Page extract Block Start
We are three weeks into 2018 and the entire year has been a big ball of stressful challenges! I wanted to avoid that. I wanted the slate to be wiped clean! But I did have to go back to work and that’s where the bulk of my stress is coming from!
On the other hand I have managed to write an article on how to be in control of your health. It just flowed out which, as you can imagine, was awesome! The trouble seems to be trying to place what I write.
I am also looking for a new job. I had an interview last Monday evening and then had to go for a shadow session to see what it is they do. I thought I’d have to weigh pros and cons because they weren’t going to be able to give me enough hours but they never called me. I have been trying to put a price tag on my sanity…
What would you do?
I also had my post-op follow-up appointment with the surgeon. Everything is healing really well. I had to do some blood work… it turns out that I ended up going through menopause in eight weeks or less… no wonder I have been having issues! There were no malignant cells on the pathology report!
Page extract Block End
Data shown Block Start
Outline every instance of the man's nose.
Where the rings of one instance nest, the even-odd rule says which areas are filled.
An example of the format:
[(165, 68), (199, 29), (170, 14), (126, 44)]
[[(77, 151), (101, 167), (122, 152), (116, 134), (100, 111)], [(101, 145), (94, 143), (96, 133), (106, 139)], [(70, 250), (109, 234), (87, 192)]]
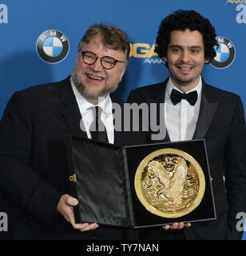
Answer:
[(90, 65), (90, 68), (96, 72), (101, 71), (103, 70), (103, 67), (101, 63), (101, 58), (97, 58), (96, 62), (93, 64)]
[(188, 62), (189, 60), (189, 54), (188, 50), (184, 50), (182, 51), (181, 56), (181, 60), (184, 62)]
Data shown Block End
Write out the entire post about a stressful start to 2018 word for word. Use only the post and none of the items.

We are three weeks into 2018 and the entire year has been a big ball of stressful challenges! I wanted to avoid that. I wanted the slate to be wiped clean! But I did have to go back to work and that’s where the bulk of my stress is coming from!
On the other hand I have managed to write an article on how to be in control of your health. It just flowed out which, as you can imagine, was awesome! The trouble seems to be trying to place what I write.
I am also looking for a new job. I had an interview last Monday evening and then had to go for a shadow session to see what it is they do. I thought I’d have to weigh pros and cons because they weren’t going to be able to give me enough hours but they never called me. I have been trying to put a price tag on my sanity…
What would you do?
I also had my post-op follow-up appointment with the surgeon. Everything is healing really well. I had to do some blood work… it turns out that I ended up going through menopause in eight weeks or less… no wonder I have been having issues! There were no malignant cells on the pathology report!